__AIM__.
Find each line below that contains the word "black" and copy those lines.

__SUPPLIED MATERIAL__.
>> BEGIN

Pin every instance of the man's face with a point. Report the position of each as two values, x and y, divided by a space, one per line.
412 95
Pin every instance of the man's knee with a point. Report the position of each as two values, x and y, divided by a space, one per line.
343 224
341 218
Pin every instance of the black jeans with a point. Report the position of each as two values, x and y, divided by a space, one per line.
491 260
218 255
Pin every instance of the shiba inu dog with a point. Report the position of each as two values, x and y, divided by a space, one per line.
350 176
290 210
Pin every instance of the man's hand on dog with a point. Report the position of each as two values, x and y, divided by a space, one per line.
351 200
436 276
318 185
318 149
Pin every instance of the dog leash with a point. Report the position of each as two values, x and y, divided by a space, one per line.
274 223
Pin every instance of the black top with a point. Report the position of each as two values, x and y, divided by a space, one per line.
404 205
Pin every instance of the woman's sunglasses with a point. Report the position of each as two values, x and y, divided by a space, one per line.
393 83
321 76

>> END
>> BEGIN

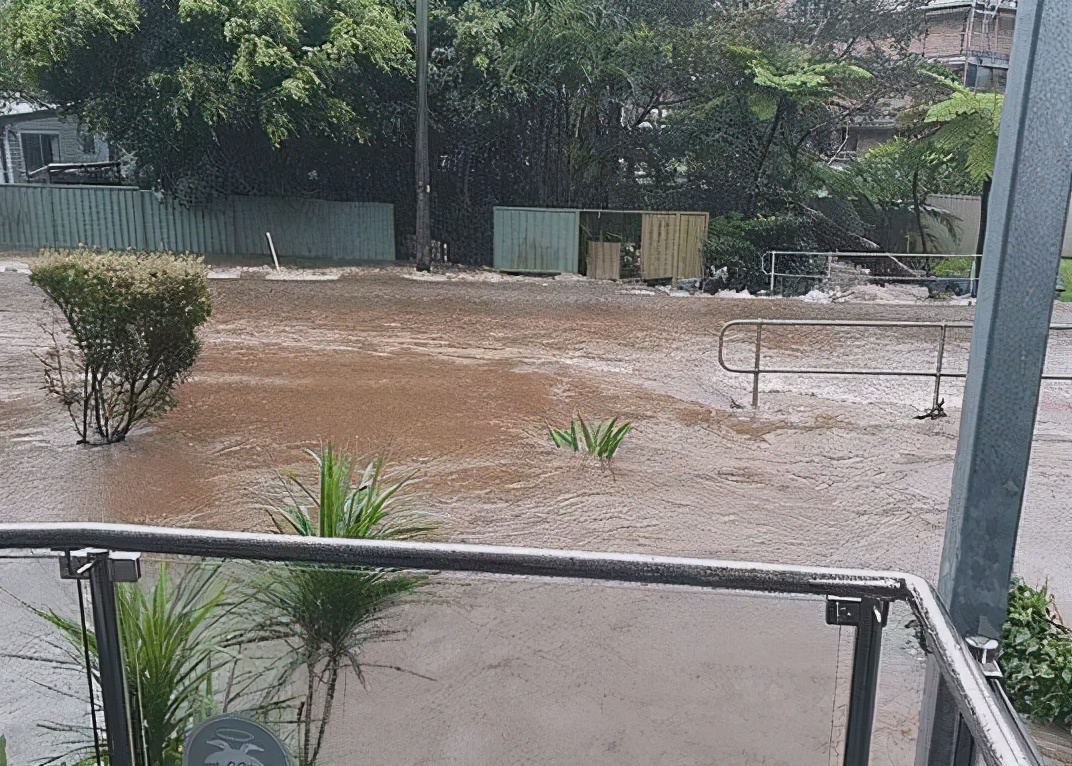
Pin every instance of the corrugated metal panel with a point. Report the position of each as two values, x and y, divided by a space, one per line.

>> END
>> BEGIN

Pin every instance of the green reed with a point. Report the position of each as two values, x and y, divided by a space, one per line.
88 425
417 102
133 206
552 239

>> END

__OUTPUT FOR THIS TASK__.
Pin every instance of the black jeans with a point. Report the position of each as two values, x and y, divided by a space, one per line.
Pin every instance of the black top with a point. Report the position of each as two values, x and y, divided by a space, one per line.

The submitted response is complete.